## Document segment
Nekhbet - The vulture goddess of the Southern city of Nekheb (modern el-Kab) and the paton goddess of Upper Egypt. With Wadjet, the patron goddess of Lower Egypt, Nekhbet was the protector of the Egyptian Pharaoh and was often depicted as a vulture hovering with her wings spread about the royal image. She was also the goddess of childbirth, and was identified by the Greeks with the goddess Eileithyia.
Nephthys - A goddess, the daughter of Geb and Nut, sister of Isis, Osiris and Set. Nephthys, less prominent in Egyptian myth than her sibllings, married Set but produced no children, so she committed adultery with Osiris and consequently bore the god of embalming, Anubis. She deserted Set after he had brought about the death of Osiris and then she lamented with Isis over her brother's corpse. It was the custom at Egyptian funerals for two women to impersonate Nephthys and Isis and lament over the body of the deceased.
Nut - Nut was the sky-goddess, whose body created a vault or canopy over the earth. Nut was the sister/wife of Geb, the god of the earth. She was also the mother of Isis, Osiris, Nephthys and Set. The ancient Egyptians believed that at the end of the day, Nut swallowed the sun-god Ra, and gave birth to him again the next morning.
Osiris - Osiris was the god of the dead, and ruler of the underworld. Osiris was the brother/husband of Isis, and the brother of Nepthys and Set. He was also the father of Horus. As well as being a god of the dead, Osiris was a god of resurrection and fertility. In fact, the ancient Egyptians believed that Osiris gave them the gift of barley, one of their most important crops. A large temple was built to honor Osiris at Abydos. Osiris ruled the world of men in the beginning, after Ra had abandoned the world to rule the skies, but he was murdered by his brother Set. Through the magic of Isis, he was made to live again. Being the first person to die, he subsequently became lord of the dead. His death was avenged by his son Horus, who defeated Set and cast him out into the desert to the West of Egypt (the Sahara).
Ptah - In one creation myth Ptah was a creator god. He spoke the words and the world came into being. He fashioned the bodies in which dwelt the souls of men in the afterlife. Other versions of the myths state that he worked under Thoth's orders, creating the heavens and the earth according to Thoth's specifications.
Ra - Ra was the sun god. He was the most important god of the ancient Egyptians. The ancient Egyptians believed that Ra was swallowed every night by the sky goddess Nut, and was reborn every morning. Ra was the sun god.

## Dataset entries
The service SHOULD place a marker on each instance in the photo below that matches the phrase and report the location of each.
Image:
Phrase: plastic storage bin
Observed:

--

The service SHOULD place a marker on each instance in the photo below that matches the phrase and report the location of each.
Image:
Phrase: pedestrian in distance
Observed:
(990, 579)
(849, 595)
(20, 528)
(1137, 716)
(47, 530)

...

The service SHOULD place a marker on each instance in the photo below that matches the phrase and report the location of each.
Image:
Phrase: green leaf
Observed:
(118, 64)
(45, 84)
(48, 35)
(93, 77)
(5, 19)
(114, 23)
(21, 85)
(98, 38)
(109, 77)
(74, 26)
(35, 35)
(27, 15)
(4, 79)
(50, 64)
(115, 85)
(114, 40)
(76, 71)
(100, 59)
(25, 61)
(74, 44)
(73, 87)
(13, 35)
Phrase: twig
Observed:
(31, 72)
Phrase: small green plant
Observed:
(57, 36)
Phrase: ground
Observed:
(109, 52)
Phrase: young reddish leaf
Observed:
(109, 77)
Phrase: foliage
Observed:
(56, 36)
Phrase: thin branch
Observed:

## To-do list
(A) Condense the paragraph that begins "Nut - Nut was the sky-goddess" from the Egyptian gods text into a short bulleted list that keeps its main facts.
(B) For each statement, say whether the Egyptian gods text supports it, answering yes or no and quoting the deciding words: (i) Nephthys had a child with Set. (ii) A large temple honoring Osiris was built at Abydos. (iii) The Greeks identified Nekhbet with Eileithyia.
(C) From the Egyptian gods text, extract the passage starting at "Ptah - In one" and ending at "to Thoth's specifications.".
Rely only on the text about Egyptian gods when responding.

## Worked solutions
(A)
- Nut was the sky-goddess; her body formed a vault or canopy over the earth.
- She was the sister and wife of Geb, the earth god.
- She was the mother of Isis, Osiris, Nephthys and Set.
- The ancient Egyptians believed she swallowed the sun-god Ra at day's end and gave birth to him again the next morning.

(B)
(i) No: "married Set but produced no children, so she committed adultery with Osiris and consequently bore the god of embalming, Anubis."
(ii) Yes: "A large temple was built to honor Osiris at Abydos."
(iii) Yes: "was identified by the Greeks with the goddess Eileithyia."

(C)
Ptah - In one creation myth Ptah was a creator god. He spoke the words and the world came into being. He fashioned the bodies in which dwelt the souls of men in the afterlife. Other versions of the myths state that he worked under Thoth's orders, creating the heavens and the earth according to Thoth's specifications.